If a line in the data has the string "small", please show it.

══ Provided data ══

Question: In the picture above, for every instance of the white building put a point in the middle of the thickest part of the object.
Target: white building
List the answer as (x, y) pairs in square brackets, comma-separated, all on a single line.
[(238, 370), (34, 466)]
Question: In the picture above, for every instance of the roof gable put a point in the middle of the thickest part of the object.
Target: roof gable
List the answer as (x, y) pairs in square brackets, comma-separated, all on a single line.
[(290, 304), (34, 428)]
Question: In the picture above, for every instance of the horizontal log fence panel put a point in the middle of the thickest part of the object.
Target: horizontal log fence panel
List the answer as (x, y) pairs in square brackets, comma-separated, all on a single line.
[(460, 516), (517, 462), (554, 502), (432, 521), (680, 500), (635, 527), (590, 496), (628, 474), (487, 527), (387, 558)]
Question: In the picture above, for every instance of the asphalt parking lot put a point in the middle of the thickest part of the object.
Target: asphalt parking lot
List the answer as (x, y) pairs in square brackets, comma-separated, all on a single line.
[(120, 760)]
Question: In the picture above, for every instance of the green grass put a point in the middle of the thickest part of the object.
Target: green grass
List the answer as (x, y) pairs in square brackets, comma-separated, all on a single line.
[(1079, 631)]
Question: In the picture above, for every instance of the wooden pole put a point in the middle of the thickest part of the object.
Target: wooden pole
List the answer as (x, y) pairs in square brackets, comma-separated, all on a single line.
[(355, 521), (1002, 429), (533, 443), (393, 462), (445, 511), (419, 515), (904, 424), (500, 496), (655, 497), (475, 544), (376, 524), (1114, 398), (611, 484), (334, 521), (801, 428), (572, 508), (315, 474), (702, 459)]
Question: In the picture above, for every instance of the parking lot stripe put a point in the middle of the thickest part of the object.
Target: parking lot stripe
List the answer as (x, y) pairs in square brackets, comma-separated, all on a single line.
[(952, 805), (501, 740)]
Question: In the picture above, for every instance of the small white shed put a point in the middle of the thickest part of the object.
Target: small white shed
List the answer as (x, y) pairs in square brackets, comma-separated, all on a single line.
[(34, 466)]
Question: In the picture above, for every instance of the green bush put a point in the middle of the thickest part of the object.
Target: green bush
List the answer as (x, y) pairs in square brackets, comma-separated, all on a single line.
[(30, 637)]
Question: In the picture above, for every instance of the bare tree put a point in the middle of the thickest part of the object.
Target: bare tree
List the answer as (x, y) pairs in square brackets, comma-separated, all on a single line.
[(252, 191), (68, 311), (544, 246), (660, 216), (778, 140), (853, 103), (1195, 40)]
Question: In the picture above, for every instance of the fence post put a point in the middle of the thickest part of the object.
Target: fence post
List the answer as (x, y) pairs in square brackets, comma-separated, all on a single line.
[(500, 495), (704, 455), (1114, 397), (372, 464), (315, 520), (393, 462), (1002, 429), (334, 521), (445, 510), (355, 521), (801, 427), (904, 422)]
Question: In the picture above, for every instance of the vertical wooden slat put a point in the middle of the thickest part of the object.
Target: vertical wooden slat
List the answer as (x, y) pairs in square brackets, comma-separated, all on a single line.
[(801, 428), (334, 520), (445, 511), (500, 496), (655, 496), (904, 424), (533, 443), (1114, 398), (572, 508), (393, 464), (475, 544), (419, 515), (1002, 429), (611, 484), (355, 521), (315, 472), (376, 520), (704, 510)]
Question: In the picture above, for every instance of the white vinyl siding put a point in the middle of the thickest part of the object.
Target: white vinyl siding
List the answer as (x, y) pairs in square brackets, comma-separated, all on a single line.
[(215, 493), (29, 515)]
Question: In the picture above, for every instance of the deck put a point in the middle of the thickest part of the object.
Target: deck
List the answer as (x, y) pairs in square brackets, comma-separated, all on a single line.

═══

Result for this exercise:
Question: In the picture above, for every instance of the small white shed put a point in the middle of the thickest part of the object.
Target: small white shed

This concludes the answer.